**Exercise**
Below is a block of records; return all of them exactly, but without the images.

---- Records for the task

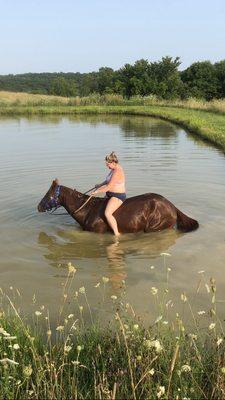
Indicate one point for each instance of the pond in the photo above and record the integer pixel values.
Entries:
(158, 157)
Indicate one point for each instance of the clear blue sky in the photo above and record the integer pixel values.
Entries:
(84, 35)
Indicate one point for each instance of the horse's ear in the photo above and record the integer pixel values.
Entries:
(56, 181)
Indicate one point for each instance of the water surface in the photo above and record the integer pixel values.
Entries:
(157, 157)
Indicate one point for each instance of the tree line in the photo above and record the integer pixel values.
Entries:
(202, 79)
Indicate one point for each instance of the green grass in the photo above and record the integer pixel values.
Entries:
(206, 120)
(124, 360)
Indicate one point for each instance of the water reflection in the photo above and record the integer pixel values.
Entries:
(71, 246)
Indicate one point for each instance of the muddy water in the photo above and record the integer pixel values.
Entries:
(157, 157)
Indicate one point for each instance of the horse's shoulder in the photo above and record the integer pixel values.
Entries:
(144, 196)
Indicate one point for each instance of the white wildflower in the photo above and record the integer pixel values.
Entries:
(67, 348)
(60, 328)
(27, 371)
(207, 288)
(10, 337)
(185, 368)
(154, 290)
(135, 327)
(161, 391)
(76, 362)
(8, 361)
(151, 372)
(113, 297)
(193, 336)
(154, 344)
(219, 341)
(71, 268)
(183, 297)
(158, 319)
(201, 312)
(38, 313)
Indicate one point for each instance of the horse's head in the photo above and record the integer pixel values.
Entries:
(50, 200)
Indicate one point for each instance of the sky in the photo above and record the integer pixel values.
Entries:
(83, 36)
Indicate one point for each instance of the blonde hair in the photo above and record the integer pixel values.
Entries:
(112, 157)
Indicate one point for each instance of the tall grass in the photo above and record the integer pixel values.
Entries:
(11, 99)
(124, 360)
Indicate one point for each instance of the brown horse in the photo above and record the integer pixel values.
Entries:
(147, 212)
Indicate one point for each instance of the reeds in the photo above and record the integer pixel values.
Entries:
(12, 99)
(76, 359)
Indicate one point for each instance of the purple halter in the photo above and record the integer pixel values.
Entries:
(54, 200)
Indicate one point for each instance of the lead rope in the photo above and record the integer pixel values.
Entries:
(89, 198)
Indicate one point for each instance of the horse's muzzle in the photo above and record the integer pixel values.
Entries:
(40, 208)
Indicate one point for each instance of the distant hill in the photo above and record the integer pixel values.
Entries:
(162, 79)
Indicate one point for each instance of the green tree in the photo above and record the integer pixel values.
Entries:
(62, 87)
(201, 80)
(220, 74)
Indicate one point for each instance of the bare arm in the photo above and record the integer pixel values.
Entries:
(107, 187)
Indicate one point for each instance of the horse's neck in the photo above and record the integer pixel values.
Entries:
(72, 200)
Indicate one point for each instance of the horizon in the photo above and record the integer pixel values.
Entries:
(46, 37)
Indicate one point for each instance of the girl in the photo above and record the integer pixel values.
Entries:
(114, 187)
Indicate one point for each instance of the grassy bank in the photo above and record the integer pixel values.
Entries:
(72, 360)
(204, 119)
(13, 99)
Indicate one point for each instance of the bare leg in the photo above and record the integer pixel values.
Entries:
(111, 207)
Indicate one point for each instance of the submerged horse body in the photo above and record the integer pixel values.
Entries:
(147, 212)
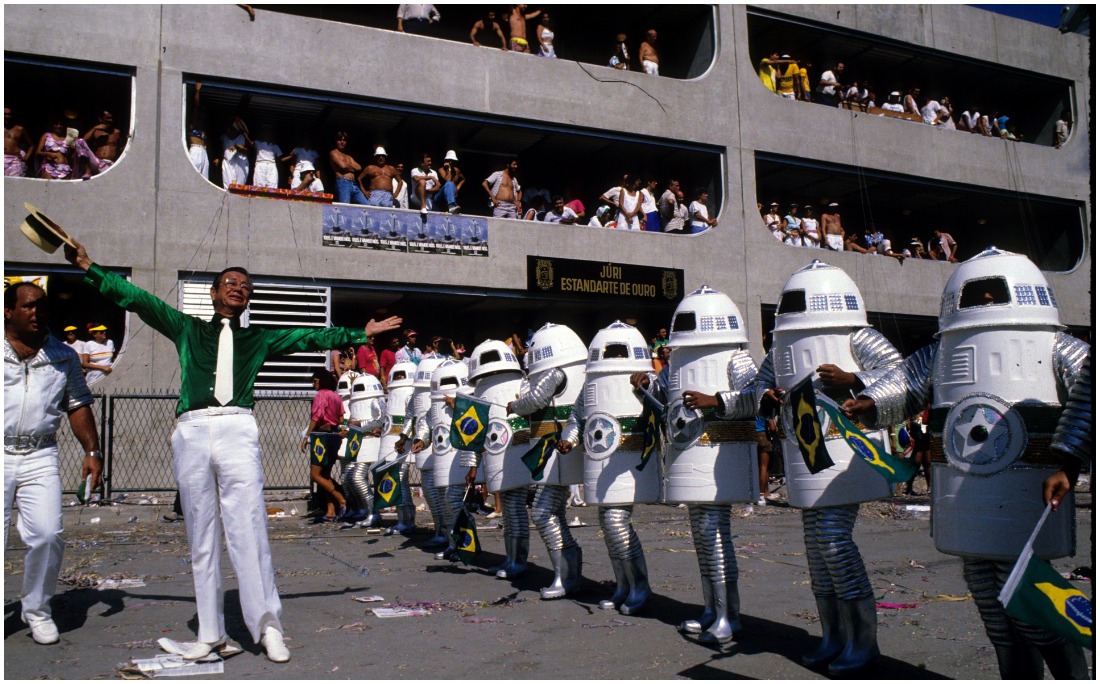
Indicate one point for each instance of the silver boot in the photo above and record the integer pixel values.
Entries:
(638, 575)
(521, 547)
(557, 588)
(828, 610)
(860, 626)
(622, 587)
(696, 627)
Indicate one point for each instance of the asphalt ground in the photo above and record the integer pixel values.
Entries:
(490, 629)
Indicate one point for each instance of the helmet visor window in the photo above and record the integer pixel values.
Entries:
(793, 301)
(684, 322)
(983, 293)
(616, 351)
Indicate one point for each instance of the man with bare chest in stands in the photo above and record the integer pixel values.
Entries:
(347, 170)
(105, 139)
(17, 146)
(834, 232)
(517, 26)
(381, 177)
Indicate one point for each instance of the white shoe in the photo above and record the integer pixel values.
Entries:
(274, 644)
(202, 649)
(43, 630)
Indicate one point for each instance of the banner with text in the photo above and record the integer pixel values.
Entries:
(570, 276)
(375, 228)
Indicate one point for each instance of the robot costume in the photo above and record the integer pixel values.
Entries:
(417, 428)
(607, 419)
(398, 400)
(822, 320)
(997, 381)
(367, 408)
(711, 462)
(496, 377)
(556, 375)
(449, 465)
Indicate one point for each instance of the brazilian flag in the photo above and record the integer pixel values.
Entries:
(355, 438)
(807, 427)
(652, 432)
(387, 486)
(890, 466)
(323, 448)
(468, 427)
(464, 538)
(1037, 595)
(537, 456)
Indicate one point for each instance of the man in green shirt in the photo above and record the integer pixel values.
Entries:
(216, 444)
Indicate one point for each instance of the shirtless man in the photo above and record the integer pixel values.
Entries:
(487, 24)
(504, 192)
(648, 54)
(105, 139)
(381, 177)
(347, 170)
(517, 26)
(17, 146)
(834, 231)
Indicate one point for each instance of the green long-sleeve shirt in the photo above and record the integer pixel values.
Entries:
(197, 342)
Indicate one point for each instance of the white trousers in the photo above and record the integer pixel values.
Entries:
(265, 175)
(218, 467)
(33, 481)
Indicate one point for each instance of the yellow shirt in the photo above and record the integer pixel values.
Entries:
(784, 80)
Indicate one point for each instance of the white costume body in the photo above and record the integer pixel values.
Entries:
(997, 381)
(398, 399)
(448, 464)
(39, 392)
(497, 377)
(708, 461)
(556, 370)
(620, 467)
(822, 320)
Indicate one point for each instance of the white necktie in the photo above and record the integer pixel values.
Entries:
(223, 372)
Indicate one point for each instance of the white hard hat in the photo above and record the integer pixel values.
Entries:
(820, 296)
(705, 318)
(492, 356)
(554, 346)
(998, 289)
(618, 349)
(406, 366)
(425, 368)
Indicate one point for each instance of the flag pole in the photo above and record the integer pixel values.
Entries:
(1025, 555)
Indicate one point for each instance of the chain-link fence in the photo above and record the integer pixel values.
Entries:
(135, 434)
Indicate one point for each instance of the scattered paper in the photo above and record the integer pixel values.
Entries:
(399, 613)
(119, 584)
(173, 665)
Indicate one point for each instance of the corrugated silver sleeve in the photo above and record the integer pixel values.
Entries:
(514, 505)
(836, 567)
(623, 542)
(548, 514)
(873, 353)
(765, 378)
(1076, 433)
(903, 390)
(740, 401)
(571, 431)
(539, 395)
(714, 542)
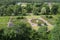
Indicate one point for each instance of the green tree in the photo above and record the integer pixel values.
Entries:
(54, 9)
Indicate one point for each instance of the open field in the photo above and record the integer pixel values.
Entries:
(5, 19)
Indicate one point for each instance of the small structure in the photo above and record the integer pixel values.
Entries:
(10, 23)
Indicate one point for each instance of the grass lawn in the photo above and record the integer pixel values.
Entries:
(4, 20)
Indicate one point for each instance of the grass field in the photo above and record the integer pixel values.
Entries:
(4, 20)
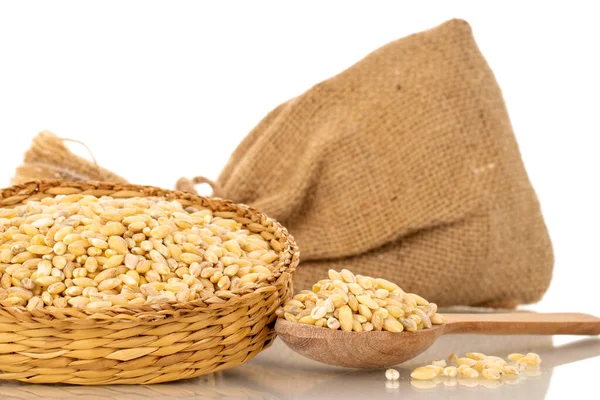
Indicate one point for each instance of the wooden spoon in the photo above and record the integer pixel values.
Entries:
(378, 349)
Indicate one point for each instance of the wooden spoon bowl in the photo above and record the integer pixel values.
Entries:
(377, 349)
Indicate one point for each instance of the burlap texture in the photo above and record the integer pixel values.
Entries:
(404, 166)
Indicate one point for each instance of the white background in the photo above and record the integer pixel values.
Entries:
(163, 89)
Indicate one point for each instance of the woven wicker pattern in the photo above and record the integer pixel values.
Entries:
(138, 344)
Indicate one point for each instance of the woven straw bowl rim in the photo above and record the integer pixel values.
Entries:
(39, 189)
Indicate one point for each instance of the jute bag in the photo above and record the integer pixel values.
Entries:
(404, 166)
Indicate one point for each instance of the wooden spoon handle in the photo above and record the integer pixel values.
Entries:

--------

**Answer to the task**
Indicate one point for each instance of the pond in the photo above and record the integer pixel values.
Entries:
(158, 157)
Indicate one point for each instance of the clear blue sky in the photo above and record the integer pixel values.
Entries:
(84, 35)
Indicate one point for each instance of the horse's ear in the photo above and record the integer pixel values.
Entries:
(56, 181)
Indicate one point for each instance of the water surface in the photo above and record the integer pixel values.
Entries:
(157, 157)
Indicate one point for each instance of the tree line in the photo above and record the integer pixel values.
Entries:
(202, 79)
Indicate one point for each instance of the green grass in the photo above and record the integer pixel values.
Entries:
(206, 120)
(124, 360)
Indicate one point for each instance of the water reflection in the photo above and record the integer pixel values.
Entries:
(71, 246)
Indicate one point for each instance of the muddy water in the photo above and record the integer pixel values.
Entries:
(157, 157)
Indicate one point for each instance of the horse's shoulder in the photo above and record the integer pixel values.
Entries:
(144, 196)
Indicate one point for each instance of the white wildflower in the photo above and record the integer pixel values.
Entries:
(67, 348)
(60, 328)
(27, 371)
(207, 288)
(10, 337)
(185, 368)
(154, 290)
(135, 327)
(161, 391)
(76, 362)
(8, 361)
(151, 372)
(113, 297)
(193, 336)
(154, 344)
(219, 341)
(71, 268)
(183, 297)
(158, 319)
(201, 312)
(38, 313)
Indicate one point for each instance of the horse's head in the photo above and record the integer pixel values.
Entries:
(50, 200)
Indicate one point for each instance of the sky in the photo above and record the integer pixel values.
Entries:
(83, 36)
Indicate one point for each instance of the blonde hair in the photo above and record the integer pixel values.
Entries:
(112, 157)
Indicate one point for each instance of the tall grass in the photo above and record the integer pixel values.
Entries:
(11, 99)
(124, 360)
Indicate one point for each instance of the brown horse in the photo above and record the integer pixel values.
Entries:
(147, 212)
Indicate one point for each instance of the reeds in the photo above and record the integer pixel values.
Entries:
(12, 99)
(76, 359)
Indicate one point for each instance of the purple halter in the photo above and record the integer pixel values.
Entries:
(54, 200)
Indicate one point for each instance of the lead rope in the photo above and record the integer pixel values.
Entries:
(89, 198)
Indicate one point for each instance of the horse's muzzle in the photo above and record the integer pixel values.
Entries:
(40, 208)
Indicate one point for each instance of the distant hill in the photo above and record the integer pixel values.
Entries:
(162, 79)
Indicate one point for each instance of the green tree in the photo above and record the integer pixel values.
Entries:
(62, 87)
(201, 80)
(220, 74)
Indicate one point for each instance of the bare arm in the photo above and record the integer pixel values.
Entries:
(107, 187)
Indicate one point for each instance of the horse's neck in the photo above and record the integer pixel values.
Entries:
(72, 200)
Indicate one point for each instance of the horizon in the photo above and record the integer pixel values.
Entries:
(46, 37)
Indicate one point for each instance of the girl in the photo above and record the integer pixel values.
Entries:
(114, 187)
Indicate one point for each instance of the grassy bank in the photo above and record the integer pixel values.
Entries:
(72, 360)
(204, 119)
(13, 99)
Indicate one point for each instance of the bare leg in the photo above and record the integer pixel values.
Entries:
(111, 207)
Indicate one point for each instance of the submerged horse body in the photo above and record the integer pixel values.
Entries:
(147, 212)
Indicate one point for each instance of the silver boot in the photo above and record the integer pixel values.
Entries:
(638, 575)
(521, 547)
(557, 588)
(828, 610)
(860, 626)
(622, 587)
(696, 627)
Indicate one point for each instance of the asphalt ground in the photo above and record the integer pixel values.
Entries:
(490, 629)
Indicate one point for each instance of the helmet visor window in the photo above and record the integer pixel values.
Entries:
(793, 301)
(684, 322)
(983, 293)
(616, 351)
Indicate one point for each instance of the man with bare chest in stands in the photo above and record the integer pixel values.
Entries:
(347, 170)
(105, 139)
(17, 146)
(834, 232)
(517, 26)
(381, 177)
Indicate one point for each instance of the white shoe in the photo above and record the integer pixel values.
Entries:
(274, 644)
(202, 649)
(43, 630)
Indicate one point for each instance of the banner with text in the photo above and record the integer pixel values.
Entries:
(570, 276)
(375, 228)
Indicate one point for each instance of the robot costume in the photo above and record the integer pixel values.
Entries:
(417, 428)
(607, 419)
(398, 400)
(822, 320)
(997, 381)
(367, 408)
(711, 462)
(496, 377)
(556, 375)
(449, 465)
Indicate one point for each instance of the brazilian flag in the photo above and record the integer pixel values.
Entries:
(355, 438)
(807, 427)
(652, 432)
(387, 486)
(890, 466)
(323, 448)
(468, 427)
(464, 538)
(1037, 595)
(537, 456)
Indicate one point for each instance of the man in green shirt in the photo above and record the integer pixel values.
Entries:
(216, 444)
Indicate one point for each instance of the shirtless man in the photo above and record the integer pixel values.
Entries:
(487, 24)
(504, 192)
(648, 54)
(105, 139)
(381, 177)
(347, 170)
(517, 26)
(17, 146)
(834, 231)
Indicate one point for each instance of the green long-sleeve shirt in the photo above and record the integer pixel values.
Entries:
(197, 342)
Indicate one point for each instance of the white trousers in the photo above and record the integer pixel values.
Entries:
(265, 175)
(218, 467)
(33, 481)
Indicate one point for each instance of the yellow shirt in the photo above and record the integer pixel values.
Entries:
(784, 80)
Indicate one point for each instance of the white costume body in the photo above and record the integer pixel values.
Entries:
(997, 381)
(398, 399)
(448, 464)
(39, 392)
(497, 377)
(708, 461)
(556, 370)
(620, 467)
(822, 320)
Indicate one point for each instance of the white necktie in the photo above and record the integer pixel values.
Entries:
(223, 372)
Indicate one point for each instance of the white hard hat in the photo above and record the integer pixel values.
Entries:
(820, 296)
(705, 318)
(492, 356)
(554, 346)
(998, 289)
(618, 349)
(406, 366)
(425, 368)
Indicate one point for each instance of the flag pole in the photo above and record the integer pixel values.
Entries:
(1025, 555)
Indicate one point for each instance of the chain-link fence in the photo above and record the integer pixel values.
Entries:
(135, 434)
Indicate one point for each instance of the scattered paper in the photo above and record the integer pixel values.
Entries:
(399, 613)
(119, 584)
(173, 665)
Indicate one point for each instance of the corrugated silver sleeve in the photo above and record the integer pixel values.
Entries:
(514, 505)
(836, 567)
(623, 542)
(548, 514)
(873, 353)
(765, 378)
(1076, 433)
(903, 390)
(740, 401)
(571, 431)
(539, 395)
(714, 542)
Indicate one point for each instance of the green tree in the photo above and record the integer pixel values.
Entries:
(54, 9)
Indicate one point for each instance of the open field in the photo above and record the integer pixel values.
Entries:
(5, 19)
Indicate one point for each instance of the small structure in the photo above and record the integer pixel values.
Entries:
(10, 23)
Indicate one point for each instance of the grass lawn in the photo above and record the integer pixel values.
Entries:
(4, 20)
Indicate one point for each instance of the grass field in the photo above and record the integer pixel values.
Entries:
(4, 20)
Indicate one point for each instance of the wooden spoon in the photo above and record the integer pixel values.
Entries:
(378, 349)
Indicate one point for each instance of the wooden spoon bowl in the photo above and record the integer pixel values.
Entries:
(377, 349)
Indicate one point for each instance of the burlap texture in the photo above and record the integer pixel values.
Entries:
(404, 166)
Indicate one point for each instance of the white background in the photo above and record the integer pixel values.
Entries:
(163, 89)
Indicate one point for each instance of the woven wicker pattern in the photo above and record the integer pixel values.
Entries:
(138, 344)
Indicate one point for each instance of the woven straw bowl rim in the photo above and record the integer pixel values.
Entries:
(39, 189)
Indicate one point for each instance of the jute bag in the photo above and record the integer pixel values.
Entries:
(404, 166)
Indicate one point for each instance of the wooden spoon handle in the photo above and record the integer pixel values.
Entries:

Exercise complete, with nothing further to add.